Named-object pointing records:
══════════════════════════════

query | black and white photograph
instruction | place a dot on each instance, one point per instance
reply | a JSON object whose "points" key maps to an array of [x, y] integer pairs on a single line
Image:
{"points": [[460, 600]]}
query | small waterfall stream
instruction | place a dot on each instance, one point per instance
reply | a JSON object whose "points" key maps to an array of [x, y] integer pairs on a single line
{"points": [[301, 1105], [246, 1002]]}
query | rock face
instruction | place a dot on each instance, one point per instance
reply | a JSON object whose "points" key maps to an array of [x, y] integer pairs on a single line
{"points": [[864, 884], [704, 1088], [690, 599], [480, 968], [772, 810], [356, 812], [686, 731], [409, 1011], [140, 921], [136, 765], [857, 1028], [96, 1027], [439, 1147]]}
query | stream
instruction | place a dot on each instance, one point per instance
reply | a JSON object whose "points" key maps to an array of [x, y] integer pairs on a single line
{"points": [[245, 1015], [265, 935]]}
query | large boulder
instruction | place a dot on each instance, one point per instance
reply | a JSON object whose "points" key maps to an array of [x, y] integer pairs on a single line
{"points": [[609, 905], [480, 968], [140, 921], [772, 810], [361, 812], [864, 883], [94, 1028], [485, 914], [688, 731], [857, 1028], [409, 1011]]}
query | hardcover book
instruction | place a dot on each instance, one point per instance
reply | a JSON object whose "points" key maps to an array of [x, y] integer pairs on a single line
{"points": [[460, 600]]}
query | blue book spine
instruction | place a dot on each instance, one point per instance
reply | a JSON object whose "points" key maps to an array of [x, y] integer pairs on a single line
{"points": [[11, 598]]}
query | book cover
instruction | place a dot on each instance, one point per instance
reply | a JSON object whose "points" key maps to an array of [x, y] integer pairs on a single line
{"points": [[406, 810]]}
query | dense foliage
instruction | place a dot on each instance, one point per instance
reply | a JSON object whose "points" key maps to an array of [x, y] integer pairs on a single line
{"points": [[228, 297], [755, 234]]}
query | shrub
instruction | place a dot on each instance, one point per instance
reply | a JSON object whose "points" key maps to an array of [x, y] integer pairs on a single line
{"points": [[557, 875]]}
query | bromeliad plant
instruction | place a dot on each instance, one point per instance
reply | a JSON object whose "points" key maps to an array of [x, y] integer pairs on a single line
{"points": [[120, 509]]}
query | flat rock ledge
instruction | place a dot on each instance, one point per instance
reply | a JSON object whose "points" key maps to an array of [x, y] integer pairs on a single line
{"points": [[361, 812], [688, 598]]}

══════════════════════════════

*WHAT THE EXERCISE ASKS*.
From the line holding "query | dense foliage" through the last line above, reproduce each line exactly and add nothing.

*SOLVED PROBLEM*.
query | dense foliage
instruction | place a dot on each instance, one point per instance
reply | a JSON object whose "points" key maps to an array of [x, y] integer pairs on a single line
{"points": [[228, 297], [755, 234]]}
query | shrub
instruction | place a dot on each instance, one point per instance
reply | a JSON object whose "points" key maps to an array of [x, y] integer pairs on a single line
{"points": [[557, 875]]}
query | bromeliad plant
instruction | place a dot on each instance, one point per instance
reply | a JSON object whose "points" key maps to an array of [x, y] integer pairs on a single line
{"points": [[120, 509]]}
query | flat rock ledge
instruction | place a dot on each instance, one point per instance
reply | a JSON object whose "points" key maps to an array of [x, y] integer pairs on a single line
{"points": [[361, 812], [688, 598]]}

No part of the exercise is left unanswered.